(Task input begins)
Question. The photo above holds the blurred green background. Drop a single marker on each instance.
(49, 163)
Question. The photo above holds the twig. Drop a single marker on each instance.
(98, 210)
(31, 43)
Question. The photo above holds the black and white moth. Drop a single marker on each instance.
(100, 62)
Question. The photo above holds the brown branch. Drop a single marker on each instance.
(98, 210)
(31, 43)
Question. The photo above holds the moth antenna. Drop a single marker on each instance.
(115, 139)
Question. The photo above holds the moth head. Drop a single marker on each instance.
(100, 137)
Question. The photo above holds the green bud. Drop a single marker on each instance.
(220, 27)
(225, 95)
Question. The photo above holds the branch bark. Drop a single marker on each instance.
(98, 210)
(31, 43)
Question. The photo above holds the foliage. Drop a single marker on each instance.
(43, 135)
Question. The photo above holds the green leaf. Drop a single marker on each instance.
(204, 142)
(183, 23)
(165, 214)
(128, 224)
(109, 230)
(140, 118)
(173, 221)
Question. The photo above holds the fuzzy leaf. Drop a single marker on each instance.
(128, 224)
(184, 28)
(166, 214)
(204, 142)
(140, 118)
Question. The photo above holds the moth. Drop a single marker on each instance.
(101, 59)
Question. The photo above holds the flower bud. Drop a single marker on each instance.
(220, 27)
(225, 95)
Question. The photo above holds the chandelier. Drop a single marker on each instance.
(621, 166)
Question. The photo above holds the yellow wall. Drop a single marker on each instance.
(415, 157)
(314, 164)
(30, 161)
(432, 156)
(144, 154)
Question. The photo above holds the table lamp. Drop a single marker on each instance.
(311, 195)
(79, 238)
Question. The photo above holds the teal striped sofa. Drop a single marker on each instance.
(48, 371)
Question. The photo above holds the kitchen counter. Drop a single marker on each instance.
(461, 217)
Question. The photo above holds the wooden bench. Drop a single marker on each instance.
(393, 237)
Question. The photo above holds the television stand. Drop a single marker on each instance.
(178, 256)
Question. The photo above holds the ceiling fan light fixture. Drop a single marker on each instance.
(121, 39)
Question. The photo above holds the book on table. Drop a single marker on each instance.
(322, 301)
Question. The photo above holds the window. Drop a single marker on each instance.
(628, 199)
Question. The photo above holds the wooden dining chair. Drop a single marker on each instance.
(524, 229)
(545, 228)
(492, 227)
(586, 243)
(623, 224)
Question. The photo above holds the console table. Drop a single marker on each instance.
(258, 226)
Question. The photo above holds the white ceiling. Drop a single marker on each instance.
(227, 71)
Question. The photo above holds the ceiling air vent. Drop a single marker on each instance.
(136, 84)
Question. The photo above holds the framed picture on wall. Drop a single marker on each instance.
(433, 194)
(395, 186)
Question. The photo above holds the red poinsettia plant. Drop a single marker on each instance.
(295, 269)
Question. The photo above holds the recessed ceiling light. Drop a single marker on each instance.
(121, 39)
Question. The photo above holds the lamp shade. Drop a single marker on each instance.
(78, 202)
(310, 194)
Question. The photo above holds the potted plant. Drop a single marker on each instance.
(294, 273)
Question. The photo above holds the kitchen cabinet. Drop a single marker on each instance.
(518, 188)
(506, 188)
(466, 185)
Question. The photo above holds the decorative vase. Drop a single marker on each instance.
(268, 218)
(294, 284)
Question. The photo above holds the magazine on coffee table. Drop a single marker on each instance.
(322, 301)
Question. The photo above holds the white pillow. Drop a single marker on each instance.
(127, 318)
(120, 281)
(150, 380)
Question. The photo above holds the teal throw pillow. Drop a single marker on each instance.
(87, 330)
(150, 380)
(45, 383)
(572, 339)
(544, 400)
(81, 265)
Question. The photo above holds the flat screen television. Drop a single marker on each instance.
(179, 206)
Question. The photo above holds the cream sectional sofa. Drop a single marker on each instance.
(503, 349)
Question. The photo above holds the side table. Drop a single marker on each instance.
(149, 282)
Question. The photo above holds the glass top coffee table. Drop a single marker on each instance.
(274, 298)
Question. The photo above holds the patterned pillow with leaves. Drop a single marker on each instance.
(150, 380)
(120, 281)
(Task input ends)
» **What the exercise asks**
Give the listing once more, unchanged in every line.

» **Result**
Question. The photo above holds the blurred green background. Drop a single marker on each instance.
(49, 163)
Question. The photo above holds the twig. Drop a single marker on each instance.
(98, 210)
(31, 43)
Question. The photo above holds the black and white moth. Drop a single marker on each instance.
(100, 62)
Question. The photo above holds the brown branch. Drop a single marker on each instance.
(98, 210)
(31, 43)
Question. The photo above holds the moth antenna. Drop a single marker on each instance.
(115, 139)
Question. The photo above holds the moth head. Drop a single marker on each instance.
(100, 137)
Question. The photo above holds the green bud. Drop a single marker on each instance.
(220, 27)
(225, 95)
Question. The photo above holds the branch bark. Drop a single marker on each instance.
(98, 210)
(31, 43)
Question. The photo above holds the foliage. Drop a single marker on each instance.
(43, 135)
Question. The photo above holds the green leaf. Drop a single marker on each instance.
(204, 142)
(183, 23)
(165, 214)
(128, 224)
(109, 230)
(140, 118)
(173, 221)
Question. The photo above holds the fuzzy leaf. Drop a single marker on each instance.
(128, 224)
(184, 28)
(166, 214)
(204, 142)
(140, 118)
Question. The photo above holds the moth. Drop a single marker on each instance.
(101, 59)
Question. The photo above holds the flower bud. Drop a single marker on each instance.
(220, 27)
(225, 95)
Question. The photo above holds the chandelier. Drop a single marker on each instance.
(621, 166)
Question. The photo above holds the yellow wall. Drop a single marker on each instance.
(415, 157)
(314, 164)
(30, 161)
(432, 156)
(144, 154)
Question. The photo above holds the table lamp. Drop a single marker on each instance.
(311, 195)
(79, 238)
Question. The photo above holds the teal striped sofa. Drop a single marker on each instance.
(48, 371)
Question. The photo above holds the kitchen counter. Drop a single marker on each instance.
(461, 217)
Question. The photo above holds the wooden bench. Drop a single marker on each instance.
(393, 237)
Question. The photo above holds the television stand. Drop a single marker on each instance.
(178, 256)
Question. The photo above holds the ceiling fan light fixture. Drop a single marker on each instance.
(121, 39)
Question. The photo above holds the book on table. Drop a single marker on each instance.
(322, 301)
Question. The photo above holds the window. Drop a single marker on each instance.
(628, 199)
Question. The photo above holds the wooden dining chair. Drop a single marker on each instance.
(524, 229)
(545, 228)
(492, 227)
(586, 243)
(623, 224)
Question. The photo above holds the console table. Drop a single marker on each instance.
(258, 226)
Question. The photo above holds the white ceiling. Drop a single marker on each instance.
(227, 71)
Question. The photo above holds the ceiling air vent. Drop a single marker on each instance.
(136, 84)
Question. The photo above holds the framed picture on wall. Drop a single marker on each instance.
(433, 194)
(395, 186)
Question. The photo above holds the red poinsettia plant. Drop a single marker on each instance.
(295, 269)
Question. The photo above holds the recessed ceiling light. Drop a single marker on each instance.
(121, 39)
Question. The photo above holds the lamp shade. Drop a single marker on each instance.
(78, 202)
(310, 194)
Question. The photo above holds the potted plant. Drop a single marker on each instance.
(294, 273)
Question. The photo above holds the kitchen cabinet. Drop a single marker on each instance.
(518, 188)
(506, 188)
(466, 185)
Question. The photo above holds the decorative vase. Drop a single marker on each instance.
(268, 218)
(294, 284)
Question. The photo above holds the magazine on coffee table. Drop a single marker on each instance.
(322, 301)
Question. The photo above holds the white pillow. Drop a single marker on each instance.
(127, 318)
(120, 281)
(150, 380)
Question. The photo above holds the teal throw pillow. Drop a single marker on each instance.
(87, 330)
(150, 380)
(45, 383)
(572, 339)
(544, 400)
(81, 265)
Question. The photo above holds the flat screen television. Drop a single marker on each instance.
(179, 206)
Question. The photo above holds the cream sectional sofa. Drop a single marker on each instance.
(503, 349)
Question. The photo above holds the side table. Drop a single marker on each instance.
(149, 282)
Question. The photo above holds the glass top coffee table. Drop a single marker on each instance.
(274, 298)
Question. The photo above holds the patterned pillow with leaves. Drop a single marker on each instance.
(150, 380)
(120, 281)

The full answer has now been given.